* **ACTION ITEM**: Copy every entry below, exactly and in full.

= = = = = = =

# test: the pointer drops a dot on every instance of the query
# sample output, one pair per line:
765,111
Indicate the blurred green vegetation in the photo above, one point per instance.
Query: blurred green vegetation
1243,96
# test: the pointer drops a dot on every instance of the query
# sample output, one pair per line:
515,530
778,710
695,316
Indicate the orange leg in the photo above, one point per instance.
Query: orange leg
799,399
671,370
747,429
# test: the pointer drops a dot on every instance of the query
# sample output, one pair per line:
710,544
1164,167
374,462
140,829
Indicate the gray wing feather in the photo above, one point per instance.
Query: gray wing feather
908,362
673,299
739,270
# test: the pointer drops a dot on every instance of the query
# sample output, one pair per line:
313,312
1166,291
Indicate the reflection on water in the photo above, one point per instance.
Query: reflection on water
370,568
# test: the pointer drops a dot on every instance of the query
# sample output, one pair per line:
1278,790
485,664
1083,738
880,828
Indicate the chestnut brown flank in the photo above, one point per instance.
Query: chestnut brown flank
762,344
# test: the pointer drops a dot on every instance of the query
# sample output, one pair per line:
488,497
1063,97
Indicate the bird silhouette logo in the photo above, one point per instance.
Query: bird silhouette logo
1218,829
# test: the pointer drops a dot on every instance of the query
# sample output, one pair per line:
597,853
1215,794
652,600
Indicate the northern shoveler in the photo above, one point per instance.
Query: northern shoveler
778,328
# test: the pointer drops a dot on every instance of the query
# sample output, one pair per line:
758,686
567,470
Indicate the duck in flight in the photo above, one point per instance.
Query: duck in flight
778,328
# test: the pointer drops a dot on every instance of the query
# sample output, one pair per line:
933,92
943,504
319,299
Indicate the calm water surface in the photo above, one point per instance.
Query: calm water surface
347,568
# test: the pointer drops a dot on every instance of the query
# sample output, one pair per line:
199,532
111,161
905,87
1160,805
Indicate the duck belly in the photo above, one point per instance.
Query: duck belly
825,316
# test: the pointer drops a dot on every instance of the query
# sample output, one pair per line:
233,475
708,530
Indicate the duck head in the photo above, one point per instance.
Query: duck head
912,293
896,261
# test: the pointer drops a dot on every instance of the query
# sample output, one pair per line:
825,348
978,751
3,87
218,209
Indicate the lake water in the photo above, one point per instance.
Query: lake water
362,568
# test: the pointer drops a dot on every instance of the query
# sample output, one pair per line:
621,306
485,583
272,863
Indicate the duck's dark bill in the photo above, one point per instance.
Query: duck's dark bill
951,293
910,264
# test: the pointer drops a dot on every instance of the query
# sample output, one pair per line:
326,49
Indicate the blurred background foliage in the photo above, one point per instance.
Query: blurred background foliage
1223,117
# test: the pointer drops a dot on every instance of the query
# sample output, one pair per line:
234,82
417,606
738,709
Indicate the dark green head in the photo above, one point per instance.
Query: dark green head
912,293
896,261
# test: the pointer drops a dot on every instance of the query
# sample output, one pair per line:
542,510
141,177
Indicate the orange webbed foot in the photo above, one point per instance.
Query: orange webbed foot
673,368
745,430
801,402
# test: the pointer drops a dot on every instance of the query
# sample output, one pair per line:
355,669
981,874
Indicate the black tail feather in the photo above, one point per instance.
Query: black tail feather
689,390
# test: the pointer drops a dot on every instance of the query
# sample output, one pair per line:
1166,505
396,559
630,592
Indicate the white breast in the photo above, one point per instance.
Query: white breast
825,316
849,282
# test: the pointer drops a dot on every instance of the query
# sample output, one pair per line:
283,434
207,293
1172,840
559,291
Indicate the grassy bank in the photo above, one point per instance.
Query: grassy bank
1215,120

= = = = = = =

* **WRITTEN RESPONSE**:
# test: the pointer drops a dot on every instance of the query
# sample output, one pair per line:
765,111
Indicate the blurred green vegetation in the photo above, one point per instance.
Query: blurred green vegetation
1243,96
# test: the pointer drops a dot on every instance of the query
# sample output, one pair per line:
515,530
778,710
695,316
Indicate the orange leg in the photo above, one point per instance.
Query: orange leg
799,399
671,370
747,429
# test: the pointer drops a dot on every instance of the query
# sample output, one pair per line:
710,544
1164,167
374,462
140,829
Indicate the gray wing feather in the photo above, one point per instance.
Query: gray wing feather
908,362
673,299
739,270
# test: the pointer drops a dot on every instance of the query
# sample output, one pair per line:
313,312
1166,291
Indicate the reflection on water in the photo above, one point per instance.
Query: reflection on water
370,568
# test: the pointer drops a dot on every instance of the query
# sample output, one pair per line:
1278,790
485,664
1083,738
880,828
Indicate the chestnut brown flank in the photo above, one point per instance.
Query: chestnut brown flank
762,344
# test: the pointer drops a dot on every instance of the query
# sample output, one pair per line:
488,497
1063,97
Indicate the bird silhouette logo in the photo above, one point per instance.
Query: bird silhouette logo
1218,829
# test: the pointer drops a dot on every instance of the query
# sample output, one pair per line:
597,853
1215,794
652,600
Indicate the northern shoveler in the photo above, one point per instance.
Query: northern shoveler
778,328
# test: the pointer drops a dot on every instance of the query
# sample output, one pair per line:
758,686
567,470
Indicate the duck in flight in the photo above, one point per instance.
Query: duck in flight
778,328
# test: the pointer drops a dot on every instance of the query
# sample output, one pair per line:
933,92
943,504
319,299
Indicate the calm water surface in the photo above, one point per instance.
Query: calm water surface
347,568
# test: the pointer drops a dot on every instance of the query
# sample output, one pair per line:
199,532
111,161
905,87
1160,805
Indicate the duck belly in the photo above, one point per instance.
Query: duck belly
825,316
# test: the pointer drops a dot on every instance of the query
# sample output, one pair per line:
233,475
708,530
Indicate the duck head in the photo above, one point per instance.
Query: duck head
912,293
896,261
# test: the pointer drops a dot on every instance of the query
# sample output, one pair per line:
825,348
978,751
3,87
218,209
Indicate the lake water in the photo above, one point per instance.
Query: lake water
362,568
# test: the pointer drops a dot on every instance of the query
# sample output, one pair per line:
621,306
485,583
272,863
Indicate the duck's dark bill in the photo above, one point per instance.
Query: duck's dark bill
951,293
910,264
# test: the pointer drops a dot on every instance of the query
# sample output, one pair per line:
326,49
Indicate the blurred background foliage in the photo above, one point per instance.
Query: blurred background foliage
1223,117
# test: the pointer drops a dot on every instance of the query
# sample output, one pair per line:
234,82
417,606
738,709
Indicate the dark green head in the photo above, one point per instance.
Query: dark green head
912,293
896,261
# test: the pointer drops a dot on every instance of the query
# sample output, one pair per line:
542,510
141,177
Indicate the orange webbed foot in the photo above, one point per instance.
Query: orange webbed foot
673,368
745,430
801,402
# test: the pointer drops a dot on every instance of the query
# sample output, one pair per line:
355,669
981,874
Indicate the black tail feather in the photo above, one point per instance.
Query: black tail feather
689,390
# test: the pointer drops a dot on every instance of the query
# sample output, one pair per line:
1166,505
396,559
630,592
Indicate the white breast in the photo above, one point per instance.
Query: white breast
825,316
849,282
# test: the pointer drops a dot on every instance of the query
# sample output, one pair per line:
283,434
207,293
1172,840
559,291
Indicate the grassy bank in the photo above, one point per instance.
Query: grassy bank
1215,120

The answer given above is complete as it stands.